▶ [What the task asks]: Transcribe the records exactly from the line with "Where can the person wearing" to the end, both included.

▶ [Data entries]:
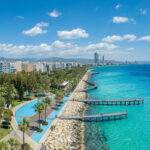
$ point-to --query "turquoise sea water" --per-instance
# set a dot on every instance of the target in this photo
(120, 82)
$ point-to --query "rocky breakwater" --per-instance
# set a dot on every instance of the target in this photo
(68, 134)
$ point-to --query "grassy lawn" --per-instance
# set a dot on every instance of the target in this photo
(4, 132)
(17, 102)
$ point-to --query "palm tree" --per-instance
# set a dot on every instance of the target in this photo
(2, 106)
(39, 107)
(3, 146)
(59, 96)
(47, 101)
(14, 144)
(24, 125)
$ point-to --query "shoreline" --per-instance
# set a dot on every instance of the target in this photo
(69, 134)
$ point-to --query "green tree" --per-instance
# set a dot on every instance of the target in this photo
(4, 146)
(14, 144)
(21, 92)
(2, 106)
(47, 101)
(39, 107)
(24, 126)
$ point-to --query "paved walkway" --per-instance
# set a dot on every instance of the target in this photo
(19, 136)
(35, 118)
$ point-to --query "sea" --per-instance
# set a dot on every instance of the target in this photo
(120, 82)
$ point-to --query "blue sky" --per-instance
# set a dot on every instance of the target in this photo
(118, 29)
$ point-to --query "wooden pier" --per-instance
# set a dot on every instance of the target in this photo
(94, 86)
(112, 102)
(101, 117)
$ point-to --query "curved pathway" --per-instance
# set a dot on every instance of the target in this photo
(18, 133)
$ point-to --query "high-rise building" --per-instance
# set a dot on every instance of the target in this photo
(103, 59)
(6, 67)
(96, 58)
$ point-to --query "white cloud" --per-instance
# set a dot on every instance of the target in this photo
(117, 19)
(114, 38)
(54, 13)
(73, 34)
(145, 38)
(37, 29)
(57, 48)
(130, 49)
(143, 11)
(101, 46)
(117, 6)
(20, 17)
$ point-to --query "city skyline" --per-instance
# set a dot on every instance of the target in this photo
(37, 29)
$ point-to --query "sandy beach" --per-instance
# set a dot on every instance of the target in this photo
(69, 134)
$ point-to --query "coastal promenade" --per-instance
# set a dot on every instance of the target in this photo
(69, 134)
(113, 102)
(18, 134)
(101, 117)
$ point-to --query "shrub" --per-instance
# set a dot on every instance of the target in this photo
(45, 123)
(55, 108)
(52, 127)
(39, 130)
(8, 111)
(26, 146)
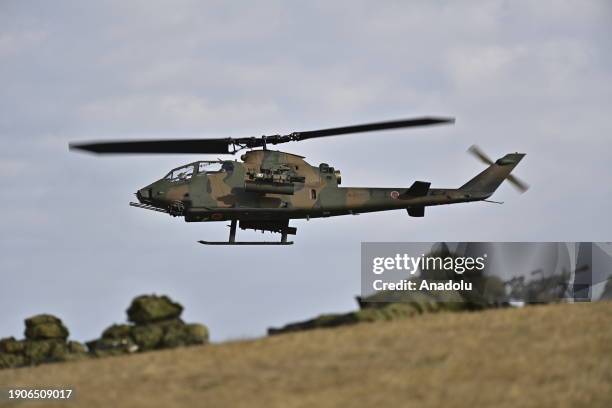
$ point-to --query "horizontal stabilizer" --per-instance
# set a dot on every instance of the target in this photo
(418, 189)
(416, 211)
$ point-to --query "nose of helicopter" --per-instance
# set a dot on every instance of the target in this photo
(144, 195)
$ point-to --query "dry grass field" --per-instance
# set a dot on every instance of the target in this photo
(545, 356)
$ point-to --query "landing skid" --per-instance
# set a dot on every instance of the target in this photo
(232, 239)
(246, 243)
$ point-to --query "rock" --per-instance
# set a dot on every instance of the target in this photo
(74, 347)
(8, 360)
(152, 308)
(11, 345)
(42, 327)
(147, 337)
(156, 325)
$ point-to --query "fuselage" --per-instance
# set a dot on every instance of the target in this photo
(270, 185)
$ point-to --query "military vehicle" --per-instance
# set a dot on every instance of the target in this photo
(268, 188)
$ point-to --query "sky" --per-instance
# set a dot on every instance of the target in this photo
(533, 77)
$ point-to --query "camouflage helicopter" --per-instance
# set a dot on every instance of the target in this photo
(268, 188)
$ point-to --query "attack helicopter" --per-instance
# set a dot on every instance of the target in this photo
(268, 188)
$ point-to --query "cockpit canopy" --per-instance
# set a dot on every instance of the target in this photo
(202, 167)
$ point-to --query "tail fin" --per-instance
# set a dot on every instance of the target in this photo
(489, 179)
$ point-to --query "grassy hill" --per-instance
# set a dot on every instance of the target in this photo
(558, 355)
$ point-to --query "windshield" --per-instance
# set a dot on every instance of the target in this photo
(215, 167)
(180, 174)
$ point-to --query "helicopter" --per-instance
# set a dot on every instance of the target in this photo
(268, 188)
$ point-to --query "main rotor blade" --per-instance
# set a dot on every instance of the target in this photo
(518, 183)
(370, 127)
(475, 150)
(190, 146)
(232, 145)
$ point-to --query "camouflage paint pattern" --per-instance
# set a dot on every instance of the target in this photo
(203, 196)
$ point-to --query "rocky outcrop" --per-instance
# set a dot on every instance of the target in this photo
(46, 341)
(155, 324)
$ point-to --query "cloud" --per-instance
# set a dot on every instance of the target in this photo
(522, 76)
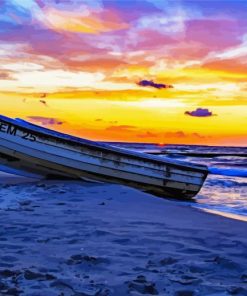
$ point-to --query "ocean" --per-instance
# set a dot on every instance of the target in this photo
(225, 190)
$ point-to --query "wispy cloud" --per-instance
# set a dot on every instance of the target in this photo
(199, 112)
(153, 84)
(45, 120)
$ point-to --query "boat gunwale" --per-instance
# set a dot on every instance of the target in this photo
(160, 178)
(126, 181)
(41, 131)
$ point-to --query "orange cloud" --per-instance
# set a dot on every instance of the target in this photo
(88, 22)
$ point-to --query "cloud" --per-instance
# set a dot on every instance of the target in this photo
(199, 112)
(153, 84)
(45, 120)
(147, 135)
(5, 75)
(120, 128)
(87, 21)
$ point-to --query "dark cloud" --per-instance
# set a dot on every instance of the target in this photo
(43, 102)
(199, 112)
(45, 120)
(5, 75)
(153, 84)
(148, 135)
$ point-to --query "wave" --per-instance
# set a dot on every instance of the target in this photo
(228, 172)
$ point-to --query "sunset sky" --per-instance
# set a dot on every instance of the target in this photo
(101, 69)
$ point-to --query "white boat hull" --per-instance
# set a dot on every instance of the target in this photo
(41, 151)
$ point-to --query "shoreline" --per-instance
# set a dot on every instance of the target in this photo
(81, 238)
(7, 178)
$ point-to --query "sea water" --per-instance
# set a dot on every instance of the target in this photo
(225, 189)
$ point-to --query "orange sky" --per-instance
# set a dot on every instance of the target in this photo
(101, 69)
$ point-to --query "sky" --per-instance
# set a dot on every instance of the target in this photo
(157, 71)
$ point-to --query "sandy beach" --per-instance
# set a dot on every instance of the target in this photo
(85, 239)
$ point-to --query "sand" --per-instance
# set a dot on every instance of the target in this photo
(84, 239)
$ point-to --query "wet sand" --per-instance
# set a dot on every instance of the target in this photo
(84, 239)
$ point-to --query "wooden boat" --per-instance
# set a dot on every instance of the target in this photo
(31, 148)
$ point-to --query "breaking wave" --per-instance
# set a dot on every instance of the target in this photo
(228, 172)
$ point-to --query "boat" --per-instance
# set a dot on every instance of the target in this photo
(41, 151)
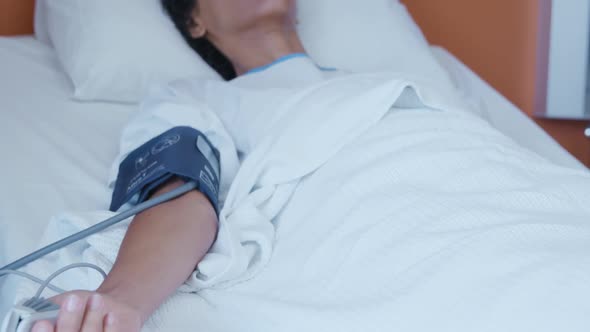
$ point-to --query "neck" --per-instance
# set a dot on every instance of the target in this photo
(258, 47)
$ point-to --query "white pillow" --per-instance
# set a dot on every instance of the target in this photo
(115, 50)
(367, 35)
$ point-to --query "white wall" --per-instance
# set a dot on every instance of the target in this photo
(568, 59)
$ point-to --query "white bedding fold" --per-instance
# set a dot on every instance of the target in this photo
(392, 208)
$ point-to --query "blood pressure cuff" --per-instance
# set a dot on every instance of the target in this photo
(183, 152)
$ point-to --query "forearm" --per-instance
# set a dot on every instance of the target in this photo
(161, 249)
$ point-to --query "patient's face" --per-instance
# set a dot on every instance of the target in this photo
(221, 17)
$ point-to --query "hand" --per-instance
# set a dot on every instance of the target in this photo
(83, 311)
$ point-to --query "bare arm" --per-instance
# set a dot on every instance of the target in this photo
(161, 249)
(159, 252)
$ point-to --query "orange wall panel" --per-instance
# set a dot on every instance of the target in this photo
(16, 17)
(496, 38)
(506, 42)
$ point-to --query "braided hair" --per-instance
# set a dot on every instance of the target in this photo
(180, 11)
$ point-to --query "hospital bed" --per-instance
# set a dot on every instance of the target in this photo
(57, 152)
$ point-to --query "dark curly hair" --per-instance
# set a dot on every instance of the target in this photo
(180, 11)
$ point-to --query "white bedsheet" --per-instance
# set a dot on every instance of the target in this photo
(393, 213)
(57, 152)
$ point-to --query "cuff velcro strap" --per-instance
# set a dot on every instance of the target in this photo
(182, 152)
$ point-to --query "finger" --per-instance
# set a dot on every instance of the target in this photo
(115, 323)
(43, 326)
(95, 311)
(111, 323)
(71, 314)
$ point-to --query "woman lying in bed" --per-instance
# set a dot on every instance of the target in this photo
(175, 236)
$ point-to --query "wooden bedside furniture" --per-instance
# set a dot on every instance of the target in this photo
(507, 42)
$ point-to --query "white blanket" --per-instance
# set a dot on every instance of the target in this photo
(398, 218)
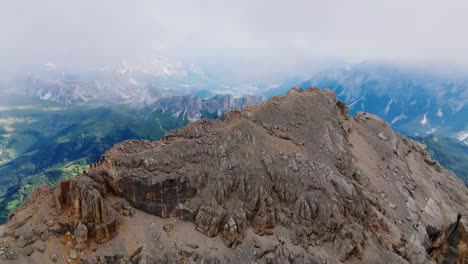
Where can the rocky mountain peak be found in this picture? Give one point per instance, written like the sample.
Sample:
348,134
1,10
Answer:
292,180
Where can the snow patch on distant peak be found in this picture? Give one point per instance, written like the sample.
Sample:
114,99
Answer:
424,121
398,118
462,135
387,108
432,130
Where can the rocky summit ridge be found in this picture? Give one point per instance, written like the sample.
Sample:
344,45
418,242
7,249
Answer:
293,180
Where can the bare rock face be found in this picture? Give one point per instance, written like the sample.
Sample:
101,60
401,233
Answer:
293,180
89,215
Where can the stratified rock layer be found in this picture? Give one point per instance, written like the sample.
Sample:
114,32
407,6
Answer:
294,180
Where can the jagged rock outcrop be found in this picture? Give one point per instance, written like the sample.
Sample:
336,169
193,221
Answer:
293,180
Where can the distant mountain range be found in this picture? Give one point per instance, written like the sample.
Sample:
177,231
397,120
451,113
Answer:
78,114
414,102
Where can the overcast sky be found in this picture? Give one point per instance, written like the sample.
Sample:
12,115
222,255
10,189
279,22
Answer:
99,31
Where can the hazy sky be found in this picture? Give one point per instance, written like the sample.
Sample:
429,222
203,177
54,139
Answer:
98,31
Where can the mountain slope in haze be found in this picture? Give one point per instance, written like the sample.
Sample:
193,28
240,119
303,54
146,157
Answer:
65,141
42,142
295,179
414,102
451,153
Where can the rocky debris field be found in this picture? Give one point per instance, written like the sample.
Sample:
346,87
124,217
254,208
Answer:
293,180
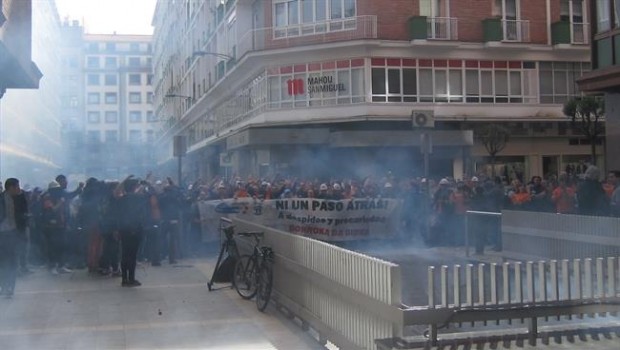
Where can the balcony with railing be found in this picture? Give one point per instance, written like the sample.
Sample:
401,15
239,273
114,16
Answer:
516,30
441,28
321,32
506,30
564,32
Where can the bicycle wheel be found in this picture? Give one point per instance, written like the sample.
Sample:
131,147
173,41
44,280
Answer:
244,277
265,285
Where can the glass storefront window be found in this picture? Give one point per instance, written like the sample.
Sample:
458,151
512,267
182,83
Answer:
603,20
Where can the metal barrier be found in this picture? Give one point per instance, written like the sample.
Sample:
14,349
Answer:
349,298
468,231
518,291
530,235
354,301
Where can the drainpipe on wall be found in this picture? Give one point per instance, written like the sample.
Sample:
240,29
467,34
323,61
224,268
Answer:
549,39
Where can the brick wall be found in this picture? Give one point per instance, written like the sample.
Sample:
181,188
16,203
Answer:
392,18
391,15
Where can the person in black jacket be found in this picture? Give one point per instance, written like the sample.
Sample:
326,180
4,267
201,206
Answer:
12,214
131,214
591,197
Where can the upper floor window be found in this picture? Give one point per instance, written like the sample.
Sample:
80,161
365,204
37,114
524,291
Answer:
111,98
92,62
135,136
73,62
572,10
506,9
111,136
603,15
93,117
306,17
558,80
111,116
110,80
135,97
134,61
93,98
135,116
135,79
110,62
456,81
435,8
93,79
93,136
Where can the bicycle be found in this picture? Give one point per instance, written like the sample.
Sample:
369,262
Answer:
227,259
253,274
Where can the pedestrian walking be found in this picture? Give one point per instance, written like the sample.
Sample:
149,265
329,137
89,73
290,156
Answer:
132,213
10,216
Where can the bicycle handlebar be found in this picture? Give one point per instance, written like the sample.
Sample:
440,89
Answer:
251,233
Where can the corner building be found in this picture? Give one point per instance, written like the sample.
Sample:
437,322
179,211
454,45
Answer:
116,125
347,87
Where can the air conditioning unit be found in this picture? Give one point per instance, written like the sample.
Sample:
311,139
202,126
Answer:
225,159
423,119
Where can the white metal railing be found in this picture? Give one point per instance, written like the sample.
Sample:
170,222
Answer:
525,291
516,30
351,299
345,29
579,33
442,28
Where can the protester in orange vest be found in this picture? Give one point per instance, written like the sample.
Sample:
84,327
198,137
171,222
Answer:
564,196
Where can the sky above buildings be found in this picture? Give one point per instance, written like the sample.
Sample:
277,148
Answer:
109,16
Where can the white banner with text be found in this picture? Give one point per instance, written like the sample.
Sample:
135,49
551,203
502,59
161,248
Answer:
328,220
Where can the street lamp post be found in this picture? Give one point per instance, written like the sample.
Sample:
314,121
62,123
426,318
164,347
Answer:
216,54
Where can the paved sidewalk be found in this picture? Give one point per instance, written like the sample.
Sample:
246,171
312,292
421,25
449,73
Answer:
172,310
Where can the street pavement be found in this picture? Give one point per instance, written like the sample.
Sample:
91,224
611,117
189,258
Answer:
414,258
171,310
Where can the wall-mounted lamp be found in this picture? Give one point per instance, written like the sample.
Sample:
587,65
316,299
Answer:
189,98
216,54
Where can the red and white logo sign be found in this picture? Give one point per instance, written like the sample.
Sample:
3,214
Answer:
295,86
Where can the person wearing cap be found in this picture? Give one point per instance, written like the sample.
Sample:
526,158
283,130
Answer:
388,190
73,239
323,192
132,218
443,211
11,213
54,225
337,193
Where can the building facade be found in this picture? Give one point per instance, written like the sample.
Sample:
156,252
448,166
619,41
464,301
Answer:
109,102
30,131
605,75
17,71
348,87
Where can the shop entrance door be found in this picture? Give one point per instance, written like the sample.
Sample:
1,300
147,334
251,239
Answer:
551,166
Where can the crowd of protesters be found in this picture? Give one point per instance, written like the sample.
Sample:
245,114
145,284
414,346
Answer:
107,226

▶ [Finished answer]:
Where can the person wearing cap be found in this picture? Give one point per instance, written like the sample.
Sample:
526,158
283,130
Answer:
388,190
73,239
323,192
132,218
443,211
11,213
54,225
337,193
Where can the building facade be found in this picture? Give one point per instance, written like the sample.
Sample:
156,252
448,166
619,41
464,301
Answer:
109,102
30,131
605,75
17,71
348,87
Where can the shop entrance door be found in this picture? Give one point per instance, written like the sample.
Sample:
1,300
147,334
251,239
Answer:
551,166
Where can the crowd of protesters be found in this picture? Give one point per instance, written like the sample.
Sample:
245,114
145,284
414,346
Answer:
107,226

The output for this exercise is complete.